* _STATED EXERCISE_
In the data below, swap each "shelf image" for "store photo" and reproduce everything else unchanged.

────

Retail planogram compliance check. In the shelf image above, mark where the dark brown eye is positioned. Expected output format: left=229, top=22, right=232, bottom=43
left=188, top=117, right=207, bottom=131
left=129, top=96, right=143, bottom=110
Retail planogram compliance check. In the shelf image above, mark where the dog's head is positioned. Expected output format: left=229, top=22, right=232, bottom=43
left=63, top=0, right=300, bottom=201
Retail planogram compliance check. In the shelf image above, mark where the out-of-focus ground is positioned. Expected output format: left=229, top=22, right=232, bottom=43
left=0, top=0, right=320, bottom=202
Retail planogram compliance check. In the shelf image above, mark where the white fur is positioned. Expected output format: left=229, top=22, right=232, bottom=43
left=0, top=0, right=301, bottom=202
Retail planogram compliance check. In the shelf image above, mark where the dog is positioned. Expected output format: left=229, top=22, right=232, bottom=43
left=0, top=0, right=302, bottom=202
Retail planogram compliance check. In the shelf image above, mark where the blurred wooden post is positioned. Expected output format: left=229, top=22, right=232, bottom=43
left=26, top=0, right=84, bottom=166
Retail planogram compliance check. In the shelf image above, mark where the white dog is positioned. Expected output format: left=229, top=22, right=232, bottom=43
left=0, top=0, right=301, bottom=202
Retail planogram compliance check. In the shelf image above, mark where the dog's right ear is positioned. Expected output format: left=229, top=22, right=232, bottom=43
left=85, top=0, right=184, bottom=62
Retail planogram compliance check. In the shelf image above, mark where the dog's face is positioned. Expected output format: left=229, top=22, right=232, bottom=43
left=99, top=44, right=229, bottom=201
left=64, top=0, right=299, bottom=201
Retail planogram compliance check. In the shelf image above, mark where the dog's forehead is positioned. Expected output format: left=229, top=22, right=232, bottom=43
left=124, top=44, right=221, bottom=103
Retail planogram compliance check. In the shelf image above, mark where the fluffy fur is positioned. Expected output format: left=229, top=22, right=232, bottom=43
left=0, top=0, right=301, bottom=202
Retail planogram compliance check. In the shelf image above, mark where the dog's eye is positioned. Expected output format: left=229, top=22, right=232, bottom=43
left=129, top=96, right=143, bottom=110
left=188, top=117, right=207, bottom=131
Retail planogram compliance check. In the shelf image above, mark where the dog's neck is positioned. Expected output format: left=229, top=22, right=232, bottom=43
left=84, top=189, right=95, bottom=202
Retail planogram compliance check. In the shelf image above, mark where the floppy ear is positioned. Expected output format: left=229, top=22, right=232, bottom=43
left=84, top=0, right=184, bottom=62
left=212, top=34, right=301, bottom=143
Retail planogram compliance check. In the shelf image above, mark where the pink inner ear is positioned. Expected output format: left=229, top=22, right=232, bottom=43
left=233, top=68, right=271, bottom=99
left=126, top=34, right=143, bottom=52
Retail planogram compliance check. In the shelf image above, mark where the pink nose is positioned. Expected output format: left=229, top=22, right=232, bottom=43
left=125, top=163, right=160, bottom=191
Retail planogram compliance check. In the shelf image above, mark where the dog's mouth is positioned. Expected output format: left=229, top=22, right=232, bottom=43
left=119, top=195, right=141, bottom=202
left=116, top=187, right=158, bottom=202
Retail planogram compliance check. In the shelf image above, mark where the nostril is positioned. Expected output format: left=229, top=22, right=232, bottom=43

────

* _FINISHED EXERCISE_
Retail planogram compliance check. In the store photo above, mark where the dark brown eye is positioned. Expected output format: left=229, top=22, right=232, bottom=43
left=188, top=117, right=207, bottom=131
left=129, top=96, right=143, bottom=110
Retail planogram compliance check. In the store photo above, mark where the dog's head is positioned. Expected output format: left=229, top=22, right=232, bottom=43
left=63, top=0, right=300, bottom=201
Retail planogram compliance check. In the store photo above, mark where the out-of-focus ground is positioned. Expected output format: left=229, top=22, right=232, bottom=43
left=0, top=0, right=320, bottom=202
Retail planogram compliance check. In the store photo above, mark where the white fur is positioned. Expected output format: left=229, top=22, right=232, bottom=43
left=0, top=0, right=301, bottom=202
Retail planogram compliance check. In the store photo above, mark where the dog is positioned. Expected output format: left=229, top=22, right=232, bottom=43
left=0, top=0, right=302, bottom=202
Retail planogram compliance check. In the store photo above, mark where the blurred wooden post is positioned. Expected output format: left=229, top=22, right=232, bottom=43
left=26, top=0, right=84, bottom=166
Retail planogram compliance check. In the store photo above, mark where the white dog is positioned. Expected output format: left=229, top=22, right=232, bottom=43
left=0, top=0, right=301, bottom=202
Retail planogram compliance check. In the store photo above, mark where the dog's right ear is positioned. Expected output format: left=229, top=22, right=232, bottom=43
left=85, top=0, right=184, bottom=62
Retail planogram compliance check. In the store photo above, mark where the dog's face is positioned. Expected output format: left=229, top=22, right=232, bottom=43
left=99, top=44, right=229, bottom=201
left=64, top=0, right=299, bottom=201
Retail planogram compliance check. In the store photo above, mark where the dog's forehead is positioned. Expected output format: left=229, top=22, right=232, bottom=43
left=124, top=44, right=221, bottom=103
Retail planogram compliance check. In the store photo above, mark where the fluffy fur is positioned. Expected output format: left=229, top=22, right=232, bottom=43
left=0, top=0, right=301, bottom=202
Retail planogram compliance check. In the store photo above, mark where the dog's eye is positioned. Expected output format: left=229, top=22, right=232, bottom=43
left=129, top=96, right=143, bottom=110
left=188, top=117, right=207, bottom=131
Retail planogram compliance check. In the store photo above, mark where the dog's neck is positioned. Expected output format: left=229, top=22, right=232, bottom=43
left=84, top=189, right=95, bottom=202
Retail planogram compliance check. In the store photo above, mark where the floppy ear is positioned. Expected output format: left=229, top=22, right=232, bottom=43
left=84, top=0, right=184, bottom=62
left=212, top=34, right=301, bottom=143
Retail planogram compliance check. In the store photo above, mark where the pink inner ear is positioned. Expected output format: left=229, top=22, right=232, bottom=43
left=233, top=68, right=271, bottom=99
left=126, top=34, right=143, bottom=52
Retail planogram compliance check. In the store photo above, mark where the pink nose is positioned. Expected output format: left=229, top=22, right=232, bottom=43
left=125, top=163, right=160, bottom=191
Retail planogram compliance check. In the store photo above, mark where the dog's mouth is positioned. Expected output format: left=229, top=22, right=232, bottom=43
left=119, top=195, right=141, bottom=202
left=116, top=187, right=158, bottom=202
Retail planogram compliance check. In the store photo above, mark where the nostril is positioned. Expected output format: left=229, top=22, right=232, bottom=43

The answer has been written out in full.